Photo-based point labeling data
—————

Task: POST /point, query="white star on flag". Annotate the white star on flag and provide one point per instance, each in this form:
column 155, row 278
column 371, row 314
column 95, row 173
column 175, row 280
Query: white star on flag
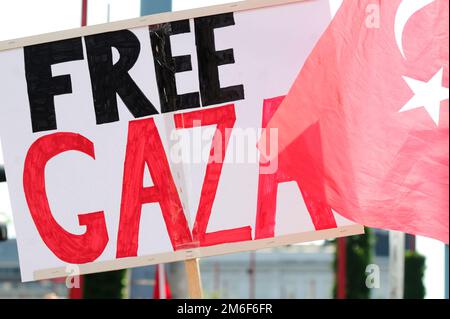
column 427, row 94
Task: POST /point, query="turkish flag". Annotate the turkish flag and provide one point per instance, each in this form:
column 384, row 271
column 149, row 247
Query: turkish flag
column 376, row 86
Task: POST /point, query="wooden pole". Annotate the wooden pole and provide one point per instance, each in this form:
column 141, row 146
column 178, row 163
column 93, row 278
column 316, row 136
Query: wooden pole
column 195, row 290
column 396, row 264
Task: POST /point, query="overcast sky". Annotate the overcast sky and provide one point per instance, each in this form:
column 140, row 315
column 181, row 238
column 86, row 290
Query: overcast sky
column 19, row 18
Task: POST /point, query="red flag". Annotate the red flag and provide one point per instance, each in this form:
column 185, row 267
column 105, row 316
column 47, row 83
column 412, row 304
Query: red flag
column 376, row 85
column 161, row 279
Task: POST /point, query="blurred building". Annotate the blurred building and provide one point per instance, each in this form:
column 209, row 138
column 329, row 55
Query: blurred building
column 297, row 271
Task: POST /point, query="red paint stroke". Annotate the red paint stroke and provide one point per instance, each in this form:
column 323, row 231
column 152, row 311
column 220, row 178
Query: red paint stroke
column 71, row 248
column 144, row 147
column 224, row 117
column 321, row 214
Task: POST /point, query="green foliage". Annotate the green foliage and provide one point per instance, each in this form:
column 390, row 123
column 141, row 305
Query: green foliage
column 414, row 274
column 106, row 285
column 359, row 256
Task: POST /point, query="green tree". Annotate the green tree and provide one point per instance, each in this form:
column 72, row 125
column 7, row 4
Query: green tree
column 414, row 274
column 359, row 256
column 106, row 285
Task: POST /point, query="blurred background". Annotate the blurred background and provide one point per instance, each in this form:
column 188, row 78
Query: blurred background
column 297, row 271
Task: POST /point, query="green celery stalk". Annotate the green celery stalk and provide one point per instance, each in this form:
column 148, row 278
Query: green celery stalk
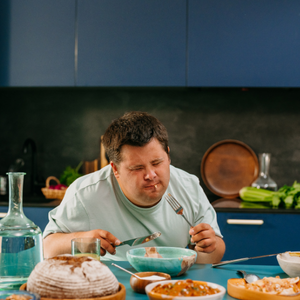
column 253, row 194
column 288, row 201
column 247, row 204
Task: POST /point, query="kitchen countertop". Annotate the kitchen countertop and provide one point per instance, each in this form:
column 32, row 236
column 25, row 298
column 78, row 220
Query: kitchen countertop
column 230, row 205
column 218, row 275
column 32, row 201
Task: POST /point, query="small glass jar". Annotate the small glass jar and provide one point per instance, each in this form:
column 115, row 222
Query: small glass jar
column 264, row 181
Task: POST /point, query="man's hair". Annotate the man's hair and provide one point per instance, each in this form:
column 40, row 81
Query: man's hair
column 135, row 129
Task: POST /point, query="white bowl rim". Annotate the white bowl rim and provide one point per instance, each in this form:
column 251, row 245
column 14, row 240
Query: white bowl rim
column 279, row 257
column 165, row 258
column 150, row 286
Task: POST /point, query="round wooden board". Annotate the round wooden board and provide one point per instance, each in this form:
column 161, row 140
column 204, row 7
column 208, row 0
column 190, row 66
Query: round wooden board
column 228, row 166
column 120, row 295
column 238, row 292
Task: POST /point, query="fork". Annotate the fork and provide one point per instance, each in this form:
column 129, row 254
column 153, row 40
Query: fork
column 176, row 207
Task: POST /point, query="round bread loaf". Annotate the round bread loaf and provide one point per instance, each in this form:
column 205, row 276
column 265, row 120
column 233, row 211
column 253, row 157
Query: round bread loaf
column 67, row 277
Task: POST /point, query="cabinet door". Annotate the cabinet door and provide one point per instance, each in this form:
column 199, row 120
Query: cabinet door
column 38, row 44
column 243, row 43
column 131, row 43
column 277, row 234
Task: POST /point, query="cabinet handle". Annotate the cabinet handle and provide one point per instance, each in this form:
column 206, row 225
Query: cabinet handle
column 2, row 215
column 244, row 222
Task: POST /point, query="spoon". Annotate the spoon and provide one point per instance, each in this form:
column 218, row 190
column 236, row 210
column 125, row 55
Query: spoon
column 249, row 277
column 152, row 277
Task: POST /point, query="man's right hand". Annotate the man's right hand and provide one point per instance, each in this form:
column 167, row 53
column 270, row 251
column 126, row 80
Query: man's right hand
column 60, row 243
column 108, row 240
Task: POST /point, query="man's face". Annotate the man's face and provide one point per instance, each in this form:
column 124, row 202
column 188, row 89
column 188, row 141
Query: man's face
column 144, row 173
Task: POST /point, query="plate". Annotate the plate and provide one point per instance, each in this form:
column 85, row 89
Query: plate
column 228, row 166
column 156, row 296
column 243, row 294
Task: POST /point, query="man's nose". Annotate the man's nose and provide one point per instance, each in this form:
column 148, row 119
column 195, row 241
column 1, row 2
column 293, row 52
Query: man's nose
column 150, row 174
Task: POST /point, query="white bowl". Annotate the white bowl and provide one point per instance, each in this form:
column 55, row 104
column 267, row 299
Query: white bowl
column 156, row 296
column 289, row 264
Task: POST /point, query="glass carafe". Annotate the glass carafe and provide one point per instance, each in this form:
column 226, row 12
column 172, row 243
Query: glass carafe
column 264, row 181
column 20, row 239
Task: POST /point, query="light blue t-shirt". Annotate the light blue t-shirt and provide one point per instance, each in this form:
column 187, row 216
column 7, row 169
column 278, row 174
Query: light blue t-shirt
column 96, row 201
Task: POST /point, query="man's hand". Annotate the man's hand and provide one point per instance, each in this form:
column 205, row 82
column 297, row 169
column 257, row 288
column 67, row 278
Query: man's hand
column 204, row 237
column 60, row 243
column 210, row 248
column 108, row 240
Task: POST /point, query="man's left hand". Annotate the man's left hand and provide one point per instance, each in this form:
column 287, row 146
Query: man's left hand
column 204, row 238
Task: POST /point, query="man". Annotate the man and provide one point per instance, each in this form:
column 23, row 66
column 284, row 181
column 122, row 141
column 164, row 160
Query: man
column 125, row 199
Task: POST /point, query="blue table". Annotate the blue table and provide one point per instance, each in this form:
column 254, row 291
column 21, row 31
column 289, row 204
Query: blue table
column 218, row 275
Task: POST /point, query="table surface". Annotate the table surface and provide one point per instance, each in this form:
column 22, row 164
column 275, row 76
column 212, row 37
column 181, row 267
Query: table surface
column 218, row 275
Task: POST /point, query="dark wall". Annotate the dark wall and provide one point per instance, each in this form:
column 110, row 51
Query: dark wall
column 66, row 124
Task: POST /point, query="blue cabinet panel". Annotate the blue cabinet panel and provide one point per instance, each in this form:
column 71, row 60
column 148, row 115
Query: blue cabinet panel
column 277, row 234
column 131, row 43
column 244, row 43
column 38, row 215
column 39, row 49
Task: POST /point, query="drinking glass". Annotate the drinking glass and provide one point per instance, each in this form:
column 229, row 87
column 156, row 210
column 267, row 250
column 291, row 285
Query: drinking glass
column 86, row 247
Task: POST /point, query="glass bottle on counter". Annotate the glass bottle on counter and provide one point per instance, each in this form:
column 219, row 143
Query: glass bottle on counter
column 20, row 239
column 264, row 181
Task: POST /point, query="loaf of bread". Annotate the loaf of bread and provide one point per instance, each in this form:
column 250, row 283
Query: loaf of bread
column 68, row 277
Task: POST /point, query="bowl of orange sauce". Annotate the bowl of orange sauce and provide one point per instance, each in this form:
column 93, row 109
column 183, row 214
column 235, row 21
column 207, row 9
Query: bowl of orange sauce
column 184, row 290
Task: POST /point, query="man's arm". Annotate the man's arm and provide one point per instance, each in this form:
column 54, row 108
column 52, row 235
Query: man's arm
column 60, row 243
column 210, row 247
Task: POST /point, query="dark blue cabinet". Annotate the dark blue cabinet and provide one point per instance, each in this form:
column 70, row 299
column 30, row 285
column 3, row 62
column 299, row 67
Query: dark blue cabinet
column 243, row 43
column 131, row 43
column 37, row 43
column 277, row 233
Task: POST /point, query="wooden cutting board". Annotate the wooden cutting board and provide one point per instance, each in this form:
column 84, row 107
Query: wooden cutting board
column 228, row 166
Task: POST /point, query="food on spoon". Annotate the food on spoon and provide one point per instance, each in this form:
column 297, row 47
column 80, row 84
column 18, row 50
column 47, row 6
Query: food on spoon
column 67, row 277
column 186, row 288
column 152, row 252
column 272, row 285
column 58, row 187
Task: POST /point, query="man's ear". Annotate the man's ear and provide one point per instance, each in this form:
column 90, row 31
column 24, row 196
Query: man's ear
column 115, row 170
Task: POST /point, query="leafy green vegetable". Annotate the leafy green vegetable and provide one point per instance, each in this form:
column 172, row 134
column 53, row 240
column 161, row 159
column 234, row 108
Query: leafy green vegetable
column 285, row 197
column 70, row 174
column 253, row 194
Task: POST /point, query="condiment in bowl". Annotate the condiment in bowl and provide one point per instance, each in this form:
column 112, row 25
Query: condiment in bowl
column 145, row 278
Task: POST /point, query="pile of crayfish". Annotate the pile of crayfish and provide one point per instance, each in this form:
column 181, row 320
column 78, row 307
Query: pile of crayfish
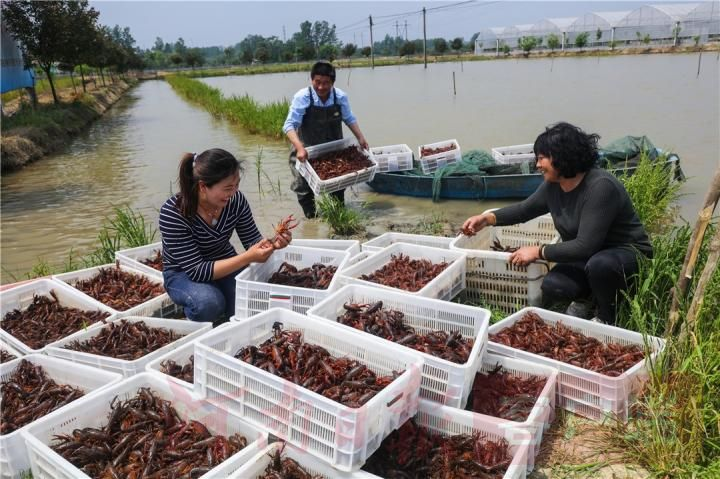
column 125, row 340
column 390, row 324
column 45, row 321
column 338, row 163
column 499, row 393
column 145, row 437
column 6, row 356
column 119, row 289
column 29, row 394
column 413, row 452
column 343, row 380
column 427, row 151
column 318, row 276
column 285, row 468
column 405, row 273
column 559, row 342
column 183, row 372
column 155, row 262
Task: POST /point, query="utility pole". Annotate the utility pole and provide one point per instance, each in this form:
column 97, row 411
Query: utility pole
column 424, row 39
column 372, row 46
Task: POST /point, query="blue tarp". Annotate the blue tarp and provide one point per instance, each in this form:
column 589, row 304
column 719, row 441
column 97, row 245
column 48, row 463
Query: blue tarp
column 13, row 75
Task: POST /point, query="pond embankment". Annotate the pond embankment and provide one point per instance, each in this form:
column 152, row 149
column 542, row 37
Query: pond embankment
column 30, row 134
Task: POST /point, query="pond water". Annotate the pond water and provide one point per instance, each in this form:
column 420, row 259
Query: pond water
column 131, row 154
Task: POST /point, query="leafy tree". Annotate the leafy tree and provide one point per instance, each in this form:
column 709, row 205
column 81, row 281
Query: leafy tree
column 176, row 59
column 261, row 54
column 193, row 58
column 45, row 30
column 328, row 52
column 407, row 49
column 349, row 50
column 526, row 44
column 581, row 40
column 456, row 44
column 440, row 45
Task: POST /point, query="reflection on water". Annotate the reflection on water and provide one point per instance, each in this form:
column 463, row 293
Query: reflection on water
column 131, row 154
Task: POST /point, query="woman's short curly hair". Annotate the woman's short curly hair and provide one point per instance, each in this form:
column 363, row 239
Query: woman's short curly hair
column 570, row 149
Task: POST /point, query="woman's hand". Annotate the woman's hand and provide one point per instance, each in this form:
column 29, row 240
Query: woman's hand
column 525, row 255
column 475, row 223
column 260, row 251
column 282, row 240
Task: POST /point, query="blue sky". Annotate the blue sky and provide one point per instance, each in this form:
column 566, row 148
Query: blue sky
column 207, row 23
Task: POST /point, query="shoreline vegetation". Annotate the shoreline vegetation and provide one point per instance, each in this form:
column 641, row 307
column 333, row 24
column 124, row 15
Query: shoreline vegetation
column 31, row 133
column 341, row 63
column 266, row 120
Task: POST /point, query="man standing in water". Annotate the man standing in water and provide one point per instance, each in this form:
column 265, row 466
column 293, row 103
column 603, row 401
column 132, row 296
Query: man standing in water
column 316, row 115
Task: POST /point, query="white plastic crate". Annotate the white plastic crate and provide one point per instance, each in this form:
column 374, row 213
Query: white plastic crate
column 22, row 296
column 444, row 286
column 392, row 158
column 255, row 467
column 543, row 413
column 491, row 279
column 443, row 381
column 253, row 294
column 14, row 457
column 9, row 349
column 391, row 237
column 127, row 368
column 84, row 274
column 134, row 257
column 583, row 392
column 449, row 421
column 339, row 435
column 431, row 163
column 351, row 246
column 93, row 412
column 507, row 155
column 180, row 355
column 338, row 183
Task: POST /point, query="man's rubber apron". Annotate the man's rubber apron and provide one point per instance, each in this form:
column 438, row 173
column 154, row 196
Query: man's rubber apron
column 319, row 125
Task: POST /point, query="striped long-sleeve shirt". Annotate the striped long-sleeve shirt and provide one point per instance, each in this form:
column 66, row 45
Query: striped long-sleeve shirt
column 191, row 245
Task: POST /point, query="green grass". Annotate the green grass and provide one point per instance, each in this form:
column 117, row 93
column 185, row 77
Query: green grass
column 342, row 220
column 266, row 120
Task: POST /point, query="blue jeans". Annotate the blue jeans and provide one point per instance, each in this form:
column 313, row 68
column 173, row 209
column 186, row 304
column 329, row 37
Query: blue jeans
column 207, row 302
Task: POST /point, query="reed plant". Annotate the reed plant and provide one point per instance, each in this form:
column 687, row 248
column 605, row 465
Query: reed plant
column 266, row 120
column 342, row 220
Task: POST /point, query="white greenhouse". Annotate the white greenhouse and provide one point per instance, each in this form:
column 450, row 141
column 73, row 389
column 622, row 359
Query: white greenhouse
column 605, row 22
column 557, row 26
column 653, row 23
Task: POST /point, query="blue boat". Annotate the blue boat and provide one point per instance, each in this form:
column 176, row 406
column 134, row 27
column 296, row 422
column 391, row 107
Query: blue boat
column 476, row 187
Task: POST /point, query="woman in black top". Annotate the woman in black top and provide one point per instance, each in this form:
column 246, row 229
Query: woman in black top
column 600, row 230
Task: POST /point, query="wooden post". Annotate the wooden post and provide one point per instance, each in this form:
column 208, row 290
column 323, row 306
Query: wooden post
column 686, row 273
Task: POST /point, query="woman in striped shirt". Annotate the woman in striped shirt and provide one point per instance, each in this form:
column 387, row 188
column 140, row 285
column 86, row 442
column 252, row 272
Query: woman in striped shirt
column 199, row 263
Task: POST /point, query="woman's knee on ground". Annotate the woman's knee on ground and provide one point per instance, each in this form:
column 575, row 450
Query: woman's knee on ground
column 206, row 303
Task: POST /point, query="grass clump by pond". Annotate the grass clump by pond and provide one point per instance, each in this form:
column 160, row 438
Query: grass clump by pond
column 258, row 119
column 342, row 220
column 675, row 431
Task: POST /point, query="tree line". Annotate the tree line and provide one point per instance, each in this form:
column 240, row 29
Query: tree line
column 67, row 36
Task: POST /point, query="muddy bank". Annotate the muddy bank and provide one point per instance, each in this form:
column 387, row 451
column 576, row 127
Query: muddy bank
column 32, row 135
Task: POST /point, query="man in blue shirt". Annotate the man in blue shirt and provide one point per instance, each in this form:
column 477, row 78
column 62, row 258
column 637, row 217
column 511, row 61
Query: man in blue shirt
column 316, row 116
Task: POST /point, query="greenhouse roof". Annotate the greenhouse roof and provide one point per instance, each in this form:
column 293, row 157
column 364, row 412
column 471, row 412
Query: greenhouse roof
column 595, row 20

—————

# Task description:
Retype, exactly and only, the lines running from the one with "Annotate the tree" through the final line of the listing above.

# Final answer:
Task: POST /point, query="tree line". Annotate the tree line and provide one point per instance, each in this form:
column 240, row 29
Query: tree line
column 67, row 36
Task: POST /point, query="muddy bank". Annotate the muddy bank and provide one point per instance, each in this form:
column 387, row 451
column 576, row 127
Query: muddy bank
column 32, row 135
Task: POST /point, query="man in blue shirt". Annotate the man in blue shirt and provide one point per instance, each in this form:
column 477, row 78
column 62, row 258
column 637, row 217
column 511, row 61
Query: man in blue shirt
column 316, row 116
Task: POST /point, query="greenhouse roof". Annotate the greenhouse roof and provide one point per instance, each in this form:
column 293, row 157
column 364, row 412
column 471, row 412
Query: greenhouse roof
column 595, row 20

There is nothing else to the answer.